▸ Required action
What is needed is a verbatim copy of every record below, with the pictures left out.

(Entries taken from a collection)
== == ==
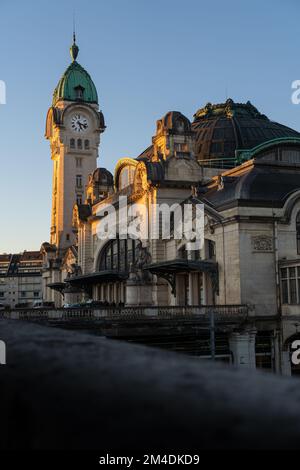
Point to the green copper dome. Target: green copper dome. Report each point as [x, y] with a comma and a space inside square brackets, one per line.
[75, 84]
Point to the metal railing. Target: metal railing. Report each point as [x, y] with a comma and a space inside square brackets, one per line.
[220, 312]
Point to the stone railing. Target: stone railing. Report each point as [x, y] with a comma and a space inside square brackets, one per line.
[63, 390]
[220, 312]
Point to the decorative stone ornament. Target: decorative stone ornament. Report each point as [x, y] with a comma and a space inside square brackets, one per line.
[262, 243]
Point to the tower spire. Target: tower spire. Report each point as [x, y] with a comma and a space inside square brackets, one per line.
[74, 49]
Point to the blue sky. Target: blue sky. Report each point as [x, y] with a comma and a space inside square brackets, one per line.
[146, 57]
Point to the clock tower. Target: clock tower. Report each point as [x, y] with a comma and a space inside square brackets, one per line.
[73, 127]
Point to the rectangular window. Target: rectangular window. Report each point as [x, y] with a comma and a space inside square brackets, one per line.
[79, 181]
[290, 285]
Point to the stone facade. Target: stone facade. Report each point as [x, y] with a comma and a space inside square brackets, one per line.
[251, 249]
[20, 279]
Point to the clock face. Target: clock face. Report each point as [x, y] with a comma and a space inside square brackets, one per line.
[79, 123]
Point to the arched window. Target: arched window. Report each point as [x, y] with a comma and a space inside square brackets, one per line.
[298, 232]
[118, 255]
[126, 177]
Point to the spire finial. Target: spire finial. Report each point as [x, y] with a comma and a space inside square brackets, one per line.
[74, 49]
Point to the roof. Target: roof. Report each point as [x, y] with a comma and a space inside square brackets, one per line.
[103, 176]
[253, 183]
[221, 129]
[84, 211]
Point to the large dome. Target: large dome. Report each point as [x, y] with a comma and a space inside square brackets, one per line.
[221, 129]
[76, 83]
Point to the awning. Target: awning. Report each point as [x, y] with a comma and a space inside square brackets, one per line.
== == ==
▸ Exercise result
Point to the green copper dome. Target: green copper dome. Report each point as [x, y] with a comma and a space inside square brackets, one per line.
[75, 84]
Point to the metal railing. Target: metal railing. Report each point as [x, y] with a comma and a space inside square brackets, one per line.
[220, 312]
Point to the stone railing. Target: stone railing. Report each point as [x, y] with a comma and a space inside square brackets, one per line.
[63, 390]
[220, 312]
Point to the decorative stone ornament. Target: decorative stone ornament. Report each point as [x, y] with a comma and a space inside square brackets, one per line.
[262, 243]
Point to the tower spire. Target: tower spire. Report each point as [x, y] with a comma and a space inside square brackets, one per line.
[74, 49]
Point to the blue sky. Target: blue sky. Report each point as [x, y] with a comma and a space inside square brackets, one per line.
[146, 57]
Point to the clock tower. Target: clock tower. Report each point as [x, y] with a comma and a space inside square brackets, one per line.
[73, 127]
Point to the rectangular window. Target: rectangular window. Report each point as [x, y] with a comma and a space inside square brackets, one per line.
[79, 181]
[290, 285]
Point to the stone facade. Target: stone facade. Report each point as [x, y] with a comma and a space inside square brackets, one per line.
[251, 249]
[20, 279]
Point to the clock face. Target: clock face. Report each point as [x, y] with a comma and a space inside square brackets, one per line.
[79, 123]
Point to the arched window. Target: arched window. Report each point as [x, y] with a comma and a space inside square brackets, one per line.
[298, 232]
[118, 255]
[126, 177]
Point to the spire finial. Target: spire finial. Report each point as [x, y] with a comma and a space inside square brackets, one per line.
[74, 49]
Point to the roof. Target: roof. Report each point as [x, y] with a comma and a space inside square brackets, one per line.
[103, 176]
[253, 183]
[221, 129]
[84, 211]
Point to the large dome. Target: large dome. Report each point as [x, y] with a comma and a space inside square brackets, one per line.
[221, 129]
[76, 83]
Point to the awning. Target: awning. Report each point as [x, y] with a comma and a space inside square brackets, one per line.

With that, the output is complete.